►
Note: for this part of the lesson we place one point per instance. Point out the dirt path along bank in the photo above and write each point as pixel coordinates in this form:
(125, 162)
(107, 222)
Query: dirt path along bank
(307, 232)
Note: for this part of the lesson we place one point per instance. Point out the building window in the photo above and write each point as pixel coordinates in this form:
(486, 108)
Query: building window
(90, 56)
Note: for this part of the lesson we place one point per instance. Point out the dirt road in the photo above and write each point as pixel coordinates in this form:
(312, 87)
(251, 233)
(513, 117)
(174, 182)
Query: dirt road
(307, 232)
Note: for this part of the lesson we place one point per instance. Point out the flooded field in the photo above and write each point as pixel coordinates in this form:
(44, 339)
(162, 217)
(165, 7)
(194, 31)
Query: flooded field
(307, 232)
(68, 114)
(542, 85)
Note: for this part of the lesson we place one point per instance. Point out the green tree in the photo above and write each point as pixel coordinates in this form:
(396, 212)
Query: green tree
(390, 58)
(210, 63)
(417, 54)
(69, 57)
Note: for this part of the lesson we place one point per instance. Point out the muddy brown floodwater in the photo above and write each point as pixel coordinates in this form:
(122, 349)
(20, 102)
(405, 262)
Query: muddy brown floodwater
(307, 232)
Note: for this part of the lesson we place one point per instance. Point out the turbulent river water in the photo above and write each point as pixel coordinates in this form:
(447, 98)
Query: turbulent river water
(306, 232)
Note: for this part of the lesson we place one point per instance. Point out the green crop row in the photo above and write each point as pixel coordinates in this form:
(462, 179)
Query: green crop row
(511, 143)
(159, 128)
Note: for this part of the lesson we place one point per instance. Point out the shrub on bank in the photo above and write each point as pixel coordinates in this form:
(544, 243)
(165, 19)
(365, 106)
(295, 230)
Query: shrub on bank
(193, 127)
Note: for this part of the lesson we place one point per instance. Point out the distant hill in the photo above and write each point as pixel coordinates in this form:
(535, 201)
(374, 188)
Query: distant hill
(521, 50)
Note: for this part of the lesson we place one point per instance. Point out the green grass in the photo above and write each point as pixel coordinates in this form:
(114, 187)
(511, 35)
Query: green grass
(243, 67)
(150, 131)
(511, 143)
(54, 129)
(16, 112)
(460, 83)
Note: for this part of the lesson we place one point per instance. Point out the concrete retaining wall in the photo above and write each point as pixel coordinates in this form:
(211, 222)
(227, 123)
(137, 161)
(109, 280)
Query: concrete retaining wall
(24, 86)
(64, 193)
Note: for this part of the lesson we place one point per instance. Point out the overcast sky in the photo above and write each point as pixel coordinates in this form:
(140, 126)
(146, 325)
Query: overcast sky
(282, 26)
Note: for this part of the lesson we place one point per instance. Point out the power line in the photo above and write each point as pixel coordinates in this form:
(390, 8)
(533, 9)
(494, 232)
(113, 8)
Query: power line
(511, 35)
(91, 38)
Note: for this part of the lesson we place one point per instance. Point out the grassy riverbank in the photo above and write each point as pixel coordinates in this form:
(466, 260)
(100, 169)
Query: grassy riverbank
◄
### REQUIREMENT
Each line of the data above should appear again in your answer, exactly as given.

### TASK RESULT
Note: for this part of the lesson we place one point per instance. Point out the dirt path along bank in the photo above and write each point as pixel coordinates in this form:
(125, 162)
(107, 222)
Query: dirt path along bank
(307, 232)
Note: for this part of the lesson we place one point per instance. Point out the building window in the photo above and write each point as pixel coordinates in this form:
(486, 108)
Query: building window
(90, 56)
Note: for this part of the lesson we place one point per instance. Point out the dirt road in the photo above and write each point as pixel coordinates in this form:
(312, 87)
(251, 233)
(513, 117)
(174, 182)
Query: dirt road
(307, 232)
Note: for this part of the lesson we place one point per instance. Point out the flooded field in the photo above and write each point as pixel coordinates in this form:
(44, 339)
(162, 217)
(165, 7)
(194, 31)
Query: flooded field
(307, 232)
(68, 114)
(542, 85)
Note: for this part of the lesson we place one point per instance. Point out the green tree in the photo above and write each point as pixel coordinates in this form:
(396, 212)
Query: green tree
(390, 58)
(210, 63)
(417, 54)
(69, 57)
Note: for this part of the lesson we place one point per instance. Point out the muddy brown floodwater in the photo above and write each point as pixel coordinates in this form:
(122, 349)
(20, 102)
(405, 262)
Query: muddy brown floodwater
(307, 232)
Note: for this part of the lesson we place one point per instance. Point out the turbulent river water in the photo above and write each point as pixel coordinates in this form:
(447, 98)
Query: turbulent river water
(306, 232)
Note: for this part of the lesson we place one point per instance. Point out the green crop row in the photo above and write each point as pixel coordinates in this form:
(462, 179)
Query: green crop row
(511, 143)
(159, 128)
Note: for this part of the lesson we place one point per instance. Point out the shrub on bank in the photo above and write each point as pixel coordinates in this form:
(544, 243)
(165, 19)
(365, 106)
(295, 230)
Query: shrub on bank
(193, 127)
Note: for this part of the lesson we place one point per instance. Point out the distant hill in the photo above and write each point as pixel coordinates in this form:
(535, 201)
(374, 188)
Query: distant hill
(521, 50)
Note: for this part of the lesson we place one point per instance. Point out the green grass in the photo above and write each point as pixel coordinates in this form:
(114, 187)
(511, 35)
Query: green grass
(243, 67)
(150, 131)
(511, 143)
(54, 129)
(16, 112)
(460, 83)
Note: for this part of the lesson we place one point per instance. Point out the concrete retaining wall in the photo above and write each point as pixel coordinates in this form:
(211, 222)
(227, 123)
(137, 161)
(109, 280)
Query: concrete retaining wall
(24, 86)
(64, 193)
Note: for this part of the lesson we place one point per instance. Point out the overcast sky in the photo above and write each point as pixel coordinates in this form:
(140, 126)
(146, 325)
Query: overcast sky
(282, 26)
Note: for this part of the lesson we place one point per instance. Point out the power line in the photo above and write each point as pixel coordinates in this form:
(390, 8)
(533, 9)
(494, 232)
(113, 8)
Query: power line
(511, 35)
(91, 38)
Note: for this part of the lesson we place one point per instance. Point out the grassy riverbank in the photo above and write each point as pixel coordinates in this form:
(466, 260)
(100, 169)
Query: grassy riverbank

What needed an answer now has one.